§ Your goal
Every line in the records below that holds the word "sandy" is to be copied.

§ Material supplied
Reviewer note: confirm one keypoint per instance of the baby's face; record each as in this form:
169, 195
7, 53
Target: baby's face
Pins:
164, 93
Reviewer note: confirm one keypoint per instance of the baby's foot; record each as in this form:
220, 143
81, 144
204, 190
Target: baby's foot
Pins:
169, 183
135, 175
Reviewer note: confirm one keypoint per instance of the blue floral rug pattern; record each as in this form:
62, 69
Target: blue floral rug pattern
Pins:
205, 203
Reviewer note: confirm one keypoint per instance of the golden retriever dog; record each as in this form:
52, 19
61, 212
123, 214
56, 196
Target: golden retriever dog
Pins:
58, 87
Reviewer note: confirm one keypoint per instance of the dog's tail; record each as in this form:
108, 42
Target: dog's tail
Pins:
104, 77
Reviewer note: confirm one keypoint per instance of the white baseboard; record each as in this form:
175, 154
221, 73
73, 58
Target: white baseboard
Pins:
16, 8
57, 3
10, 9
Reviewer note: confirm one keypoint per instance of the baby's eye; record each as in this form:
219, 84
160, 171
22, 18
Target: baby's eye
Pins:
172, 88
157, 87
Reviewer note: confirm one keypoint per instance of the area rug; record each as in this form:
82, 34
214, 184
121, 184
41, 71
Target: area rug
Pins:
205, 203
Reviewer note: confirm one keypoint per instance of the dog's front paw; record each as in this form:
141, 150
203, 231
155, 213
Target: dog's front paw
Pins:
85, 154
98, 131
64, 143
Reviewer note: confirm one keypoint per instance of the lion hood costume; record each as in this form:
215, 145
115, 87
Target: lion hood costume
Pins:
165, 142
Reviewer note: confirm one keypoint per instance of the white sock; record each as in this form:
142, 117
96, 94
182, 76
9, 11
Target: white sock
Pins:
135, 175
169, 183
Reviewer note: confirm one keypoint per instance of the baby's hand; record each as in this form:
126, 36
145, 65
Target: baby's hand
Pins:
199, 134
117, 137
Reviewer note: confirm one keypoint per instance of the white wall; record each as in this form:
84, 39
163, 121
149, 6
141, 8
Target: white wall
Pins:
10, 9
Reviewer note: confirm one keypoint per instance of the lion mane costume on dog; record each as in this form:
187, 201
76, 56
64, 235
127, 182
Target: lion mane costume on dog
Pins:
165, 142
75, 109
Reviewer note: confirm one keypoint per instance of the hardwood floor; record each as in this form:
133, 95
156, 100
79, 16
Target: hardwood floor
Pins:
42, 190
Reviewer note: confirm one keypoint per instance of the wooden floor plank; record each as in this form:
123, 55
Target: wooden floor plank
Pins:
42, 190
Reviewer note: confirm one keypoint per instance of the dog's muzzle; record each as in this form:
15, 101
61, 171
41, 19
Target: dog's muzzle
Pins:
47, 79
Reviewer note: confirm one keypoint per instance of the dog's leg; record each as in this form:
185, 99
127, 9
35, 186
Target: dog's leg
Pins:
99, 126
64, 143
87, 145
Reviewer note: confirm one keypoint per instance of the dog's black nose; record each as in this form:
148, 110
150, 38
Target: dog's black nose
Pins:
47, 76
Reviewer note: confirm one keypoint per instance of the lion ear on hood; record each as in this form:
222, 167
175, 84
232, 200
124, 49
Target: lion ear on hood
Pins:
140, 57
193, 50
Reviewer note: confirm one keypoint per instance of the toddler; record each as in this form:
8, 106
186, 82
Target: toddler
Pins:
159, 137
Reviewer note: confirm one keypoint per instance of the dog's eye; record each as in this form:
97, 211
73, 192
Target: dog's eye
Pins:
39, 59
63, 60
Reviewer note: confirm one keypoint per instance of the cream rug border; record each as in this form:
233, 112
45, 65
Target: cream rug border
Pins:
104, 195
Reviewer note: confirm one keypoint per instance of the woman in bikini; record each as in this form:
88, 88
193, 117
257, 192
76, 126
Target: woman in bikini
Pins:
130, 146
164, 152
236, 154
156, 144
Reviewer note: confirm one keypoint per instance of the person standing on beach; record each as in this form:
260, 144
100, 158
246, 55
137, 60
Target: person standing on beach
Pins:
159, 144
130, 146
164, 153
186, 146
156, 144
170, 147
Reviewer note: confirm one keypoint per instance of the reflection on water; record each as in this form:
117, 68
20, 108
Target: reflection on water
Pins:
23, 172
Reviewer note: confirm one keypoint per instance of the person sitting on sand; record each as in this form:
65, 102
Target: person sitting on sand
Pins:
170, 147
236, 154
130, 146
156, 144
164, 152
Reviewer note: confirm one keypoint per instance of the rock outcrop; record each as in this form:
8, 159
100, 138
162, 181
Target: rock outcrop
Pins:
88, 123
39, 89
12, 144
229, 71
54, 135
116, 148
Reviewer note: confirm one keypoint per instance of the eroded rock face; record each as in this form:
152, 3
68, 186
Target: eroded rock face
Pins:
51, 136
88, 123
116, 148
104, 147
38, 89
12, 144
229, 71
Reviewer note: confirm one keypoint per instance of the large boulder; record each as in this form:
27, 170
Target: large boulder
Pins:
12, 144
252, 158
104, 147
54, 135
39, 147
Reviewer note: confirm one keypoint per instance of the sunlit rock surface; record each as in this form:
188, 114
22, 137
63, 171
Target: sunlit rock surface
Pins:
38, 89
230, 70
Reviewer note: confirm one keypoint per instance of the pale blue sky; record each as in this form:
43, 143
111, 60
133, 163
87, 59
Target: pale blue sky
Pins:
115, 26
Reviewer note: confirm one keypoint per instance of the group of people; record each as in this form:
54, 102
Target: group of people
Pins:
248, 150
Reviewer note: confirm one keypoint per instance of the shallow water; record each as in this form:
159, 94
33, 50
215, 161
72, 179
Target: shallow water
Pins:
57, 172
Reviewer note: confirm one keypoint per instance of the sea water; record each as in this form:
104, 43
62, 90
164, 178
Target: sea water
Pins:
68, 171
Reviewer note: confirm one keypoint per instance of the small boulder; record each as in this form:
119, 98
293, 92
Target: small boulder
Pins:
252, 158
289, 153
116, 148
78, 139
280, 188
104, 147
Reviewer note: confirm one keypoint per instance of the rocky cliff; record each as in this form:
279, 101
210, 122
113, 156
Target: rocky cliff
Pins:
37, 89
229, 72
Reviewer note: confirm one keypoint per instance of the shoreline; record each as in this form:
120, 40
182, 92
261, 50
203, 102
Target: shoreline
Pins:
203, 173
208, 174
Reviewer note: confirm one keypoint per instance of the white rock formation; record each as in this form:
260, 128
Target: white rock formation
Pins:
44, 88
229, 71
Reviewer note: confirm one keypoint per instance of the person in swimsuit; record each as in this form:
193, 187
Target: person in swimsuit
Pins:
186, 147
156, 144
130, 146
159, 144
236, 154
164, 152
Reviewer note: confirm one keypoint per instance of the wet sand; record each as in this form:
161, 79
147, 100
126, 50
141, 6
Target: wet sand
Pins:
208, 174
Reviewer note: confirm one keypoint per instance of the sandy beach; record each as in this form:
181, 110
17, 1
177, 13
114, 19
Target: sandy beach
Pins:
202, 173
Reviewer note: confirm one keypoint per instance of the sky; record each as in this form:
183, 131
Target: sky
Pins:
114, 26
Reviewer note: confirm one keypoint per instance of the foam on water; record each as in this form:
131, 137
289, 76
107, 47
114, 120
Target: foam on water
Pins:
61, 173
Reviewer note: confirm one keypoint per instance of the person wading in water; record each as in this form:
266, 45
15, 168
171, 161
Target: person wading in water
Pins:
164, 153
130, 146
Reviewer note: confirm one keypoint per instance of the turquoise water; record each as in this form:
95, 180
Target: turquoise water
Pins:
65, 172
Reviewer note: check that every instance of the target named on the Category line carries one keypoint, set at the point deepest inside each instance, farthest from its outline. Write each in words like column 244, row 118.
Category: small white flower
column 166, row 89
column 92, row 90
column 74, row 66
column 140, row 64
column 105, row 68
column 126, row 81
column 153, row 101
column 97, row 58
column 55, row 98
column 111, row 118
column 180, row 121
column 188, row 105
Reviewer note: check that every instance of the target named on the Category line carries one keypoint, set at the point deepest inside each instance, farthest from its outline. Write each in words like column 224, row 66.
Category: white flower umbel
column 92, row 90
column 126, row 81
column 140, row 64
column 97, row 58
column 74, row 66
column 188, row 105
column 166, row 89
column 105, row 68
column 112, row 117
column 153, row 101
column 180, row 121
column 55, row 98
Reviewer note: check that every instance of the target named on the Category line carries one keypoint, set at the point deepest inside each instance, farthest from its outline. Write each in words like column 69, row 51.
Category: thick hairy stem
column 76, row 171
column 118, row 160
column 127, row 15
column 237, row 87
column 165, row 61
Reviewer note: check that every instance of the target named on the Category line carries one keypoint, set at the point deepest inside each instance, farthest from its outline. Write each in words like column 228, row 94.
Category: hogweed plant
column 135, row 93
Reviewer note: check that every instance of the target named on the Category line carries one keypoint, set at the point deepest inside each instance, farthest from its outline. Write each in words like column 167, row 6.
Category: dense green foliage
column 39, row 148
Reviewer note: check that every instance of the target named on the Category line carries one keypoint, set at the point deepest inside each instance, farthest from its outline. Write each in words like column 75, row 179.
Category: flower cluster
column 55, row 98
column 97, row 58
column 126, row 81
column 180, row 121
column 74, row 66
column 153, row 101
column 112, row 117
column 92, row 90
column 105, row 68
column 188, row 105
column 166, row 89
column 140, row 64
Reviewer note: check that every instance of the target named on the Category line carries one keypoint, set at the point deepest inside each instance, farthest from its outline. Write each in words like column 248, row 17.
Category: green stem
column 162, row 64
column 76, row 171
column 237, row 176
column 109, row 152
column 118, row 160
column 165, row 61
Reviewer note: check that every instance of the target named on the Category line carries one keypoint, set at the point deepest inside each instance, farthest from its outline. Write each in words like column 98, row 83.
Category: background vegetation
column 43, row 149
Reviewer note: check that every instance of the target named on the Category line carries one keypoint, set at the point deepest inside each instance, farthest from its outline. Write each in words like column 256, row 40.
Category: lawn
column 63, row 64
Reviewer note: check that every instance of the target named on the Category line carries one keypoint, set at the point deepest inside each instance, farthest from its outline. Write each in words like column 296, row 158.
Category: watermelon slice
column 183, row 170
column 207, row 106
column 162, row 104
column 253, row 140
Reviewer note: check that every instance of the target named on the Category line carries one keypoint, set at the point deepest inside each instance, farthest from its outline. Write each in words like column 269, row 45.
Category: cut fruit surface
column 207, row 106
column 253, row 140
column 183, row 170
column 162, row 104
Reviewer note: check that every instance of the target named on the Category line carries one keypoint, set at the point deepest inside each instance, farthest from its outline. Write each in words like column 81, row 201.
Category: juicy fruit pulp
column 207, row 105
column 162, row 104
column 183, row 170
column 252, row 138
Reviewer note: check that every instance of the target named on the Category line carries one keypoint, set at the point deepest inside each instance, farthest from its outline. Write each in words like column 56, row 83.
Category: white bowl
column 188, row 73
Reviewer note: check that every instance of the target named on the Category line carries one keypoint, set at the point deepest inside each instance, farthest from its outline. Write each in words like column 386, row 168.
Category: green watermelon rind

§ Result below
Reviewer note: confirm one keypoint per instance of the sandy beach; record each as in this form:
Target: sandy beach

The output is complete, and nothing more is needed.